Problems to work on:
1. According to the crocodile attack article, where is the Bung Boraphet "Show of Crocodiles" located?
2. In the crocodile attack article, rewrite the part that opens with the words containing "A man escaped" and closes with "with his arm.", swapping "reptile" for "beast".

Graphic Crocodile Attack Video Shows Moment Animal Trainer’s Arm Bitten In Half As Onlookers Gasp In Horror


A man escaped with his life after a vicious crocodile attack left his arm broken in half. The gruesome moment was caught on tape by an amateur videographer.

Sumet Thongkhammuan is an animal trainer at the Bung Boraphet “Show of Crocodiles” in Nakhon Sawan, Thailand. During a New Year’s Eve 2017 show, he was brutally mauled by a large reptile as he teased the animal with his arm.

The trainer is seen on video prodding the croc with a stick while he stood just feet away. Then, while the animal’s mouth is agape, the man gets on his knees and shows his arm to a crowd of onlookers.

Next, the unthinkable happens: the crocodile attacks the man’s arm by locking onto it with its deadly jaws. An audience member, Duangruedi Di Satefano, recorded the entire attack using her mobile phone.

Available data:

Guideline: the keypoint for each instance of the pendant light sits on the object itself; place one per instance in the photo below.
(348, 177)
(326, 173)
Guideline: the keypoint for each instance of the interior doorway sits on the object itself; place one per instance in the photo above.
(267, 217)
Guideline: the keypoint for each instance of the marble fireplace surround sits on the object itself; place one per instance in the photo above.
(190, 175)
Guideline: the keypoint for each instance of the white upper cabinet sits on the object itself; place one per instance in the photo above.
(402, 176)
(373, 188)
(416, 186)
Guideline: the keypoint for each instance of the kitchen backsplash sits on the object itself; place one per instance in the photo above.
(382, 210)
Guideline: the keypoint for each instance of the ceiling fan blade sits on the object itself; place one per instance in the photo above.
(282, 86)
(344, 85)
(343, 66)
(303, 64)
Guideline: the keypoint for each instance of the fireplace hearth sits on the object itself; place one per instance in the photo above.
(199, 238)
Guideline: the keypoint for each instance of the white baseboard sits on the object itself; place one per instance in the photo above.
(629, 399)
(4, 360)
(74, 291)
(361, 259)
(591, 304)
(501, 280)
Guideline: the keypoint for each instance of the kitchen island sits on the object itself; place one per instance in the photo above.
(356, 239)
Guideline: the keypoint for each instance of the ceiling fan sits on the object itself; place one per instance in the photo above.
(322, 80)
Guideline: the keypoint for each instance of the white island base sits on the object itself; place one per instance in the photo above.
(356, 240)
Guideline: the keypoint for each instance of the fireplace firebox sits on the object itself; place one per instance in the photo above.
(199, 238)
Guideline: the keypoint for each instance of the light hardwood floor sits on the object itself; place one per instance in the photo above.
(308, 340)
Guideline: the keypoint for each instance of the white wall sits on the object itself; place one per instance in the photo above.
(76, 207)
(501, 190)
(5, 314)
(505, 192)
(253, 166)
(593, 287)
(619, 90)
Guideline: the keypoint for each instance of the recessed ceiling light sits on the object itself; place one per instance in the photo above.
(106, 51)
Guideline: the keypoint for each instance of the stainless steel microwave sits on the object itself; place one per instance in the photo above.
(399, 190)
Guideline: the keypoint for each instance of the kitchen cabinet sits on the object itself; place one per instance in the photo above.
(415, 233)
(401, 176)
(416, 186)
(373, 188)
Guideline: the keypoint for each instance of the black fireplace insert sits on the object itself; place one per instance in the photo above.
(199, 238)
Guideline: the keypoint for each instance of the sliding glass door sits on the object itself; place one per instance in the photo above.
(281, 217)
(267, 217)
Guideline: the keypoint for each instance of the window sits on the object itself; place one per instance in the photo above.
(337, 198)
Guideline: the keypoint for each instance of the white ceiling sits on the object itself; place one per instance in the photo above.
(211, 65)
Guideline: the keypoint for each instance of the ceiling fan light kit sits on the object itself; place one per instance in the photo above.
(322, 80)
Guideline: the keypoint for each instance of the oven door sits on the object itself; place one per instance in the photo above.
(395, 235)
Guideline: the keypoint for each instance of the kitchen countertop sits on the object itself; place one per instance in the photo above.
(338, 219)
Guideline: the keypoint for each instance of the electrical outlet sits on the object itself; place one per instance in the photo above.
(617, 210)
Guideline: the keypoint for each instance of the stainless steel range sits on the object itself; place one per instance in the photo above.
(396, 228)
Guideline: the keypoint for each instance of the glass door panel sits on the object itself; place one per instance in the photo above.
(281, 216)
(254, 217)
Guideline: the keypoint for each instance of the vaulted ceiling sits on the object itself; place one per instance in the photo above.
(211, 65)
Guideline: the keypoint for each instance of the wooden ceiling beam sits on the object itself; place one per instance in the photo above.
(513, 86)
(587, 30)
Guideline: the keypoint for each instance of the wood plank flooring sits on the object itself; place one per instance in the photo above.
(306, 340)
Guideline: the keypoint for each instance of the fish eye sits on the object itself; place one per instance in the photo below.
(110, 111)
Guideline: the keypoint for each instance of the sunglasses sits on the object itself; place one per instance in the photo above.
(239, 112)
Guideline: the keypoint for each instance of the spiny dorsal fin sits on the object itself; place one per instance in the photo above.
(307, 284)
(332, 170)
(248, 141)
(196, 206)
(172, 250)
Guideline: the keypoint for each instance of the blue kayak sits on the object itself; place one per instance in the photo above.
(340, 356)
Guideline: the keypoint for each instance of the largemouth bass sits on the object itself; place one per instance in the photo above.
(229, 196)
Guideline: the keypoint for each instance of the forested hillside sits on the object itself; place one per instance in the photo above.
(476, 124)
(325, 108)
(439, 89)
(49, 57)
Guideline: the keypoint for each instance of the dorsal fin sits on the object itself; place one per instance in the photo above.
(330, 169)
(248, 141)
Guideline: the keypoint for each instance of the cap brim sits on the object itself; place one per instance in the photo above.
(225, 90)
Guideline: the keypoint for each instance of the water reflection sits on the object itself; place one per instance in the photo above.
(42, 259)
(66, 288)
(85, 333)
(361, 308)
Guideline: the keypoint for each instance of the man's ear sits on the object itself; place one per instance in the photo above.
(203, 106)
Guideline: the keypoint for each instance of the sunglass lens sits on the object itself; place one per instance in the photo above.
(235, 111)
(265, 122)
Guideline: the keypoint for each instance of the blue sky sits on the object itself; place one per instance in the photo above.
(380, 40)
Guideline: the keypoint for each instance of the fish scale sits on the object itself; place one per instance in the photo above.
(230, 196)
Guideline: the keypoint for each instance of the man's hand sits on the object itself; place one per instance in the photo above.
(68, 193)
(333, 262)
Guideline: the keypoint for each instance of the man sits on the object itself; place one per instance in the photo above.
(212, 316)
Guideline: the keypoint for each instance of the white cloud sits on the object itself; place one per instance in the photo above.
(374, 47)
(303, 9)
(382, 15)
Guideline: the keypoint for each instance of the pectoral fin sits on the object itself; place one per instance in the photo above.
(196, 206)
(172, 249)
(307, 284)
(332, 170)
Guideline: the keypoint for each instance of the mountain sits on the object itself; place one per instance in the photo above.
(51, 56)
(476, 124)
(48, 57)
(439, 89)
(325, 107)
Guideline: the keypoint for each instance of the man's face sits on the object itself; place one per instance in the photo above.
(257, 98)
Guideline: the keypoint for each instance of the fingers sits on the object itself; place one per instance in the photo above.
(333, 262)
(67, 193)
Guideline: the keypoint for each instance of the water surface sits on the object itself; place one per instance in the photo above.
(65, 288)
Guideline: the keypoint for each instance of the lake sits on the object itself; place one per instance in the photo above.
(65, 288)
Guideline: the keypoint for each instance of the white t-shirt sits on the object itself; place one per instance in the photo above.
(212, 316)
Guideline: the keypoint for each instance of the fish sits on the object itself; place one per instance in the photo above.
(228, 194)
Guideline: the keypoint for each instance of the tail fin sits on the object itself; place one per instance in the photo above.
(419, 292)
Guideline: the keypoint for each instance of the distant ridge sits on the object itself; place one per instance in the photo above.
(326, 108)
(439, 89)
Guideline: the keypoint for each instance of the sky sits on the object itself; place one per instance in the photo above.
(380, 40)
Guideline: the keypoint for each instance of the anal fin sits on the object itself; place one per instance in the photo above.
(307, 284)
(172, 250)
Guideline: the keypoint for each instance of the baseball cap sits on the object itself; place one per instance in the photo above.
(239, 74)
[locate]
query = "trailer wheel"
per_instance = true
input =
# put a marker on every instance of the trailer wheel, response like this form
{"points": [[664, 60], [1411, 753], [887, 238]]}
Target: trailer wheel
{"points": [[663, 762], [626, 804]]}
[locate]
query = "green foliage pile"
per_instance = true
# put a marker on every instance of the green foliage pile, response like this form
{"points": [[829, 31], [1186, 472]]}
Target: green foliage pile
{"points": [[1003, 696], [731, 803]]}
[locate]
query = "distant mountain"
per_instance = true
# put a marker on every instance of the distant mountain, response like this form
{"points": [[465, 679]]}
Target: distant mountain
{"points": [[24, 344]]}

Answers for this exercise:
1. Nakhon Sawan, Thailand.

2.
A man escaped with his life after a vicious crocodile attack left his arm broken in half. The gruesome moment was caught on tape by an amateur videographer.

Sumet Thongkhammuan is an animal trainer at the Bung Boraphet “Show of Crocodiles” in Nakhon Sawan, Thailand. During a New Year’s Eve 2017 show, he was brutally mauled by a large beast as he teased the animal with his arm.